Problem details | Transcribe the stretch of entries below from the line with "Shelf-set audit: indicate the house" through the line with "Shelf-set audit: indicate the trouser", exactly and with both ends included; leave out all other lines.

Dataset records |
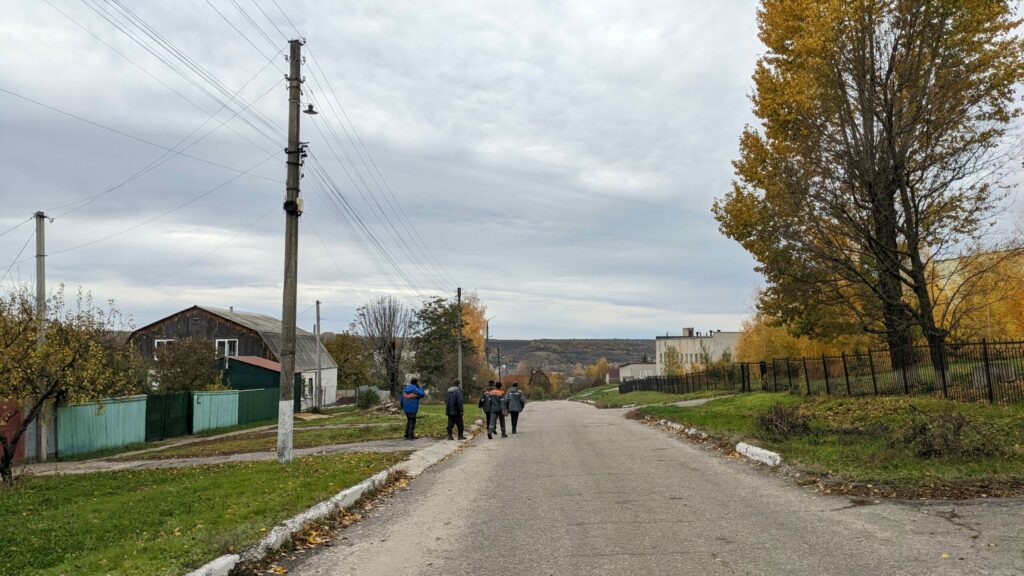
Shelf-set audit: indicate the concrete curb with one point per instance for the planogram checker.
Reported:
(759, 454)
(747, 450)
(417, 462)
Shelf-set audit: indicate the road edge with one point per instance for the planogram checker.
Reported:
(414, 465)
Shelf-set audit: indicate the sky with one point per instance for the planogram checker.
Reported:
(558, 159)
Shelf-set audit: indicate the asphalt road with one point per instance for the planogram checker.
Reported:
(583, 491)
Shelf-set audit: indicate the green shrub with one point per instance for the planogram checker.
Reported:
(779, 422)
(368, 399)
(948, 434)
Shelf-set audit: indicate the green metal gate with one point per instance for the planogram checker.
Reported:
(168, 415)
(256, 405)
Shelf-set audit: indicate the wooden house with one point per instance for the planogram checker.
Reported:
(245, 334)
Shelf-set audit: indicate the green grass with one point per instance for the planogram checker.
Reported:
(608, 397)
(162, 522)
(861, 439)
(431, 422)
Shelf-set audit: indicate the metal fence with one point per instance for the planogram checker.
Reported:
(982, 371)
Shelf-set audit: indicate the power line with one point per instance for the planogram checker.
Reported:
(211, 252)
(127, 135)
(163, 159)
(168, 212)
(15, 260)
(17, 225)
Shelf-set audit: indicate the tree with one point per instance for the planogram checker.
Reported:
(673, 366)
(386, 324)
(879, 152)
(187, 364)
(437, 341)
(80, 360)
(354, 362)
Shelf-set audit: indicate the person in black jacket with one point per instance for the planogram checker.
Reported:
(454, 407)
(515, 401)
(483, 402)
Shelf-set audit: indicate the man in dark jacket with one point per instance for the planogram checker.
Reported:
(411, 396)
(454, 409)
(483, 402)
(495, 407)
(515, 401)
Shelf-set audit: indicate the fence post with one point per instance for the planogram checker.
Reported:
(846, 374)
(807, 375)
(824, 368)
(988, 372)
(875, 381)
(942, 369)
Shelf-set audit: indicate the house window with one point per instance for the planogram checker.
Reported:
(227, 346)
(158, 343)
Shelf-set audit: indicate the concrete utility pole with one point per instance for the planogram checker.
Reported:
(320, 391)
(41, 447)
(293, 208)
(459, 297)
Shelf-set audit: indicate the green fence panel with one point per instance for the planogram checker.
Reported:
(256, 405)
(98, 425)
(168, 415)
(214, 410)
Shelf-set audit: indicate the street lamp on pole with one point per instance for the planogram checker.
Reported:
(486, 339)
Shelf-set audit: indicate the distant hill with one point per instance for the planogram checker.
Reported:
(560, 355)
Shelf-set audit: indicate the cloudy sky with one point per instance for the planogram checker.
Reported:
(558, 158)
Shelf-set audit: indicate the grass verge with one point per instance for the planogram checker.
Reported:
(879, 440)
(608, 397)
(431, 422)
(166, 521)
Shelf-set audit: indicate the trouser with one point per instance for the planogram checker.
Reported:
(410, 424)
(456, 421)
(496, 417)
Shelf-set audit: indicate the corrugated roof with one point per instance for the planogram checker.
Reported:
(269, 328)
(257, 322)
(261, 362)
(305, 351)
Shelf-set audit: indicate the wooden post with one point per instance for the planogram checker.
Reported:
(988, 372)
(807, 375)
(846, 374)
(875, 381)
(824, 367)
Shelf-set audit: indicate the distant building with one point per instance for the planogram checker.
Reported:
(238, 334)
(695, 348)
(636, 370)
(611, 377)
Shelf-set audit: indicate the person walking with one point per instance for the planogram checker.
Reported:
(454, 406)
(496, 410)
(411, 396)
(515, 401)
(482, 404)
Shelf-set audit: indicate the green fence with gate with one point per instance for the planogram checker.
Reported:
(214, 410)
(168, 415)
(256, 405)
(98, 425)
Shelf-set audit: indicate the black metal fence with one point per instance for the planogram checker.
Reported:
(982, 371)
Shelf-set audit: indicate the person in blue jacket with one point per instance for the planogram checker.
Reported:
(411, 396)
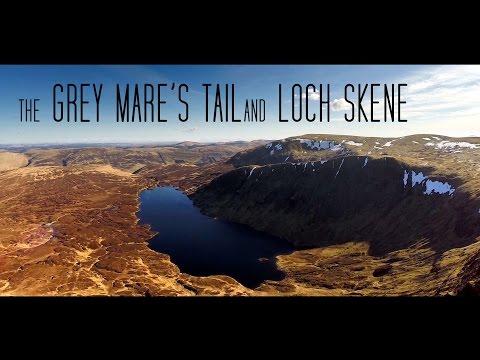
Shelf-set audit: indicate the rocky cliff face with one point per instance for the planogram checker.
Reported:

Finished exercise |
Shelf-set audit: indicate the house window with one point per instance for the planogram checker.
Reported:
(227, 346)
(158, 343)
Shelf-set audit: indicate the concrete utility pole with one point per instance for the planogram checker.
Reported:
(320, 391)
(41, 447)
(293, 208)
(459, 297)
Shelf-set audit: indicate the green fence panel with one point per instance for the planogram checker.
Reported:
(256, 405)
(98, 425)
(168, 415)
(214, 410)
Shelf-set audit: indicate the street lamp on pole with one point per instance for the planogram checker.
Reported:
(486, 339)
Shelf-set audit: indicate the distant hill with one point per instance for the planogram checker.
Reported:
(560, 355)
Shelf-set audit: indicate the cloudy sky with one point per instance for the planogram checker.
Reported:
(558, 158)
Shelf-set audit: indicate the grass verge with one point per instance for the planogram checker.
Reported:
(879, 440)
(608, 397)
(431, 422)
(166, 521)
Shelf-set audit: indicate the trouser with one point per instance for the planogram checker.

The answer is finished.